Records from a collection

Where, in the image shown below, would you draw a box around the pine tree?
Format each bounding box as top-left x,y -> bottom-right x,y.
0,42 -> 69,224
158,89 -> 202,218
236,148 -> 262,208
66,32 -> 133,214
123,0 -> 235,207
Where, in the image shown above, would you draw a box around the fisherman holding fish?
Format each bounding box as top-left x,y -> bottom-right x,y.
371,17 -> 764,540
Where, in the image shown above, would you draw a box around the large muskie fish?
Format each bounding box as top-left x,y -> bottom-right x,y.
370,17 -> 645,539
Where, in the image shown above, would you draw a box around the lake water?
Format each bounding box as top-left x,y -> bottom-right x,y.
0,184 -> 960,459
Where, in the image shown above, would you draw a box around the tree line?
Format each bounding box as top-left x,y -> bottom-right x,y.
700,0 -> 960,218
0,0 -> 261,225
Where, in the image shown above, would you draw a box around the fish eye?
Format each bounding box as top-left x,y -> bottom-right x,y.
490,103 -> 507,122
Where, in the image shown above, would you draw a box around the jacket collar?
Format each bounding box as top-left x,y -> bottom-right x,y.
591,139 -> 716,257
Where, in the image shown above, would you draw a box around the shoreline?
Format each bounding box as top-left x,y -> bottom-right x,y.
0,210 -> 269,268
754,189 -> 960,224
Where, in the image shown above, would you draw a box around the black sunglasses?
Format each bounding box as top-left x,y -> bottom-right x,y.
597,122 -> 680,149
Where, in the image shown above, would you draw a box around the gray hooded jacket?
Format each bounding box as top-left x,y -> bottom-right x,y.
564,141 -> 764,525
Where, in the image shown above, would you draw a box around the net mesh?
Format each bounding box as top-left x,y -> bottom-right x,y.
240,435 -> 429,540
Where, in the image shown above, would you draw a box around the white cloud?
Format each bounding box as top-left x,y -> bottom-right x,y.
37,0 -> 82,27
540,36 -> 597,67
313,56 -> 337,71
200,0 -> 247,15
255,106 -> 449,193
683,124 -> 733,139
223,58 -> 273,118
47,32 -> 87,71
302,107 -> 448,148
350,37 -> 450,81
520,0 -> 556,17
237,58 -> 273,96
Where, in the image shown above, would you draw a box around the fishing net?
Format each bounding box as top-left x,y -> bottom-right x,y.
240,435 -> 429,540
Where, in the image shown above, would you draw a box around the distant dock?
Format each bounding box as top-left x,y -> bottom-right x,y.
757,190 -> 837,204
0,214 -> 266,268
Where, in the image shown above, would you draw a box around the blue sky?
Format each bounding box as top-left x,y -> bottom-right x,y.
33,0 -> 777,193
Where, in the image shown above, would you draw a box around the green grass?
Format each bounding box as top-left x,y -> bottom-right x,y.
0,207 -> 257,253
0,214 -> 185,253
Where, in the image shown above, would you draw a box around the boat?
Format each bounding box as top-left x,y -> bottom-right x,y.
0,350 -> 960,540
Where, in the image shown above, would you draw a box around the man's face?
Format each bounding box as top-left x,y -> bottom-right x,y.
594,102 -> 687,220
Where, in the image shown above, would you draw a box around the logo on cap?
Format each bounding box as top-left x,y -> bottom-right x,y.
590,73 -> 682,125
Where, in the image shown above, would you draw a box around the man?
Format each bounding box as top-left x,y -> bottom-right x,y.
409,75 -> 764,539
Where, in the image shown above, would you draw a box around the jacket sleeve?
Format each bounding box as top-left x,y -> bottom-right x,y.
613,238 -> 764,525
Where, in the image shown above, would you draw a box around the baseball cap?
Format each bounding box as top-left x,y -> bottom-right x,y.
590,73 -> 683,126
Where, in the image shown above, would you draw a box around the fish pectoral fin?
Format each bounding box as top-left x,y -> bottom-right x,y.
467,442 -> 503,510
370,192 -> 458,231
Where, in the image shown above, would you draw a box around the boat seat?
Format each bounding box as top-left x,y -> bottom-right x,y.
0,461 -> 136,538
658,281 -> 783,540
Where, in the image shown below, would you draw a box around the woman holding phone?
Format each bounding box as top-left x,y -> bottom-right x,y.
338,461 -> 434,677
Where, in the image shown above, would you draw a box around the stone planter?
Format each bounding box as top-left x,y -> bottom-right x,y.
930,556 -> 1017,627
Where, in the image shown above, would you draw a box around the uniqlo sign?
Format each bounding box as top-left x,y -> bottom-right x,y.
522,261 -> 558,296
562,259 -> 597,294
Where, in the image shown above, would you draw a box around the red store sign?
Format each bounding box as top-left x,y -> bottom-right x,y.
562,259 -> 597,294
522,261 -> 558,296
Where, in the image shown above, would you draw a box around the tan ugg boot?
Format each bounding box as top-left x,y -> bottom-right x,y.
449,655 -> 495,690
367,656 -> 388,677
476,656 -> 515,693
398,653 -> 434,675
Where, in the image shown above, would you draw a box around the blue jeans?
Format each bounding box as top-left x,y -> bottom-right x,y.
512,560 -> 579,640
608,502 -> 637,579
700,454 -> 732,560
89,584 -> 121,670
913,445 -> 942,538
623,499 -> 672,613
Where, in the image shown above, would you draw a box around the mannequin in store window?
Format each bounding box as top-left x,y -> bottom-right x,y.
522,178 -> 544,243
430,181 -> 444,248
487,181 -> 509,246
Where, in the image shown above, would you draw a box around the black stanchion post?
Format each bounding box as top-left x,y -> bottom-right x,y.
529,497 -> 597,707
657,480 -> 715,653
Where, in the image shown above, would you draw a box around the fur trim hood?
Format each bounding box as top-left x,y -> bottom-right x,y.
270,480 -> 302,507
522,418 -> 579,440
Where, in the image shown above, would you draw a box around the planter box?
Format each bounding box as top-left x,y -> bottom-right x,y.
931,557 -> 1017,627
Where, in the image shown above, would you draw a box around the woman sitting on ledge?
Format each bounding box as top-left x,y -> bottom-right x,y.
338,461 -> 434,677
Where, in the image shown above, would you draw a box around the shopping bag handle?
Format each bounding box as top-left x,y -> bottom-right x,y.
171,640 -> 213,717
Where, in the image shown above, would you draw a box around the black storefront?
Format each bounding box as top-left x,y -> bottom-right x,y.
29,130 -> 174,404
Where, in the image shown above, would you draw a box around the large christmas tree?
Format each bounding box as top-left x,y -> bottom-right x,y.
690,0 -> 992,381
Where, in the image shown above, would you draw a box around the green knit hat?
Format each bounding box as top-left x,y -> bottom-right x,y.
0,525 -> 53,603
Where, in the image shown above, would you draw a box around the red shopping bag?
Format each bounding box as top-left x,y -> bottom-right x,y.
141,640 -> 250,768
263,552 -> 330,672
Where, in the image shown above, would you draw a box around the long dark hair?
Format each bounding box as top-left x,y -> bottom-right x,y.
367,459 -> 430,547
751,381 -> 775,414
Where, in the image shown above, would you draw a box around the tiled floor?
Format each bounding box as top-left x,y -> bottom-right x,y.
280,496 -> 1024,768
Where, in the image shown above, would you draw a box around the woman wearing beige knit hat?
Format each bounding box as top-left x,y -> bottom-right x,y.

Work required: Can you collect and copy out every line of the rows above that contains the word "holding"?

Complete answer:
Where, in the image shown above, would you draw a box around the fisherman holding fish?
Where, in the image shown below, would you draw a box around the woman holding phone?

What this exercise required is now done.